About 80 percent of the prisoners are women, who are most vulnerable to physical and sexual abuse by guards, who are all men.

Detainees can spend up to six years holed up without any right to an attorney or trial, according to the CHRD report.

The organisation documents all types of mistreatment meted out to women from different age groups, from adolescents to adults over the age of 50.

Wang, 60, was abducted from her home in the middle of the night by several men who imprisoned her in a hotel and beat her for three days before allowing her to call her family.

Her daughter was going to be forcefully sterilised by the government and Wang was planning to travel to Beijing to file a complaint. She was imprisoned to prevent her from doing so and to provoke her daughter to come out from hiding.

The authorities continue to deny the existence of such ad hoc prisons while officials keep on detaining people in order to maintain “social stability”, the report says.

The number of black jails has increased since the government’s re-education camps, where anyone could be held captive for a maximum of three years without trial, were closed in 2013 following reports of extreme torture in these centres.

Gai Fengzhen, 57, spent many years imprisoned in black jails in Beijing and in her native Lianoning province for petitioning against police inaction and favouritism.

She recalled days when she was given stale bread and salt water to eat, which caused her to vomit blood, and spent months in a cell with her hands tied above her head and feet chained to the ground.

Your instructions:
In the text on black jails, turn the paragraph that begins "Wang, 60, was abducted" into a short bulleted list that keeps its main facts.

Supplied material:
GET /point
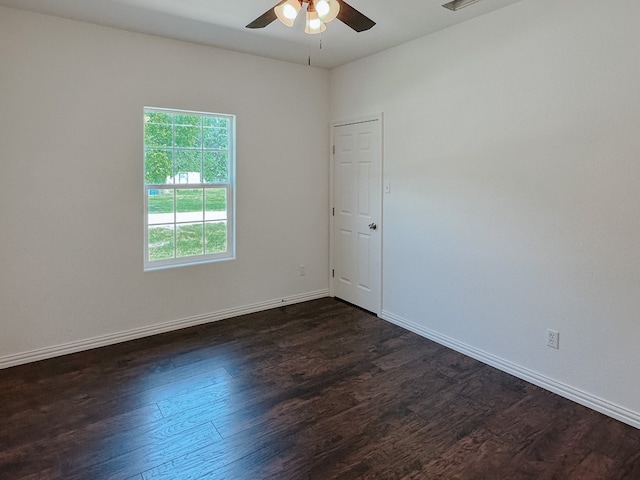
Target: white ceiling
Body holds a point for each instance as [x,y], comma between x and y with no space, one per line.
[221,23]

Reply:
- Wang is 60 years old.
- Several men took her from her home in the middle of the night.
- They held her in a hotel.
- They beat her for three days before letting her call her family.